### Passage to read
···
Three-peat for Penn’s Wrestlers

Share Button

Win at Princeton brings third consecutive Ivy championship.

By Noel Hynd

ANY PENN TEAM that wins a championship by beating Princeton 39-4 has a soft spot in my heart. But it’s not difficult these days to whip up enthusiasm about men’s wrestling at Penn. The team has now notched three Ivy championships in a row, has won four in the 1990s, and has captured for the third straight year the Eastern Intercollegiate Wrestling Association (EIWA) championships against some very tough competition. 
   The coach of the team, Roger Reina, C’84, has just completed his 12th year as head of the program. Reina was a four-year starter when he wrestled at Penn, was All-Ivy, and the team captain in his senior year. Clearly, the program is cooking, as Penn finished the season ranked first in the East. But ask Coach Reina about this year’s squad and one of the first things he talks about is academics in relation to sports. 
   “The academic success of our student athletes must be stressed,” Reina says. “We have had many Class of ’15 Award winners — Clint Matter [W’97, C’97], last year — and many Academic All-Americans and NCAA post-graduate scholarship winners. This is the fourth year in a row that our team has been nationally-ranked, and in the top 10 of all teams nationally in terms of GPA. Penn offers the highest level of wrestling and academics anywhere in the U.S. This is what we’re about.” 
   The ease with which Penn won the Ivy championship indicates that Reina knows what he’s talking about. Ranked 15th nationally at the start of the season (which improved to 13th by the end of the regular season), Penn (14-3, 5-0) won against Princeton with half of Penn’s regular starters sitting out. (Among them was junior Andrei Rodzianko, a management and technology major with a 3.95 grade point average, who needed to prepare for a midterm.) Penn dropped only one bout to the Tigers — Randall Braunfeld’s 126-lb match, in which Braunfeld wrestled above his normal weight of 118 pounds. 
   Junior Jason Nagle started the match with a 15-2 victory. Braunfeld then lost his bout, but Mark Piotrowsky (134 lb) regained the momentum for Penn with a pin in only 2:51.
···
### Supplied entries

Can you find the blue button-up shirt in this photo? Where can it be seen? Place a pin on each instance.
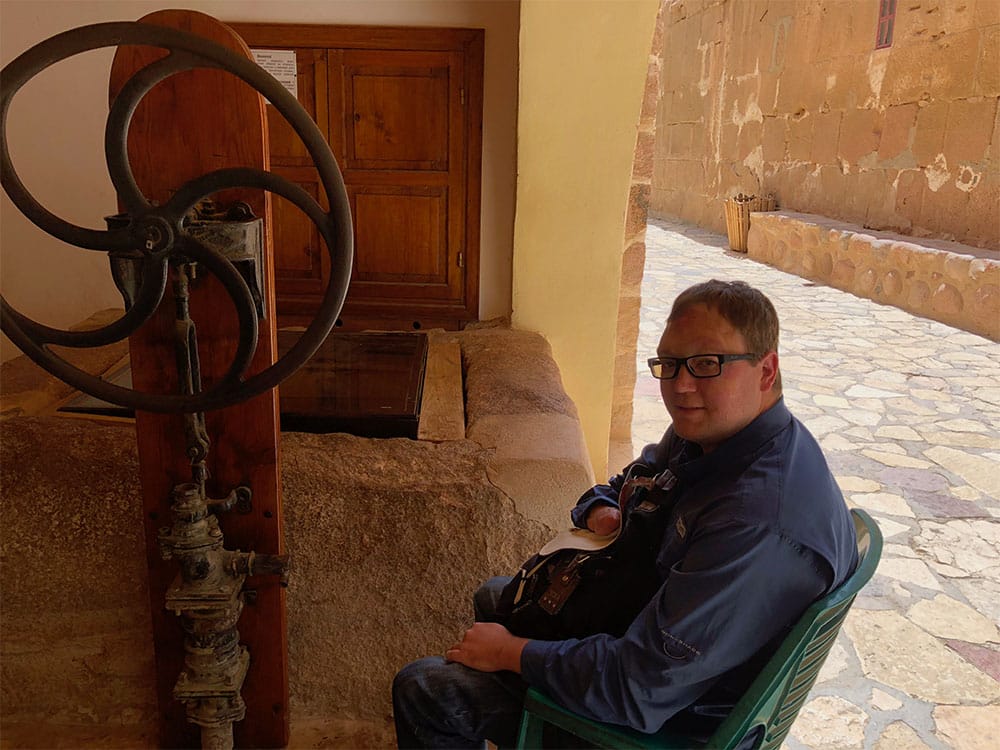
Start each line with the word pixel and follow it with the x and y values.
···
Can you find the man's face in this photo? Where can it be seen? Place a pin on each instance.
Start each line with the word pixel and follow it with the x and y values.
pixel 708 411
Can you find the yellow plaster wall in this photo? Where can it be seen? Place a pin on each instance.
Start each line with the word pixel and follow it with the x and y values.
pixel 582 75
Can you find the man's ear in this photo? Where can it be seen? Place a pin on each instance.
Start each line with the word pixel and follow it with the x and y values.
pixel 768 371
···
### Stated exercise 1
In the article on Penn's wrestling championship, how long did it take Mark Piotrowsky to record his pin?
### Stated exercise 2
Which lines of the rows contain the string "this" (case counts)? Report each of them in full.

### Output 1
2:51.

### Output 2
Can you find the blue button-up shirt in this photo? Where can it be seen? Place a pin on each instance.
Can you find the man's face in this photo? Where can it be seen? Place a pin on each instance.
Can you find the yellow plaster wall in this photo? Where can it be seen? Place a pin on each instance.
Can you find the man's ear in this photo? Where can it be seen? Place a pin on each instance.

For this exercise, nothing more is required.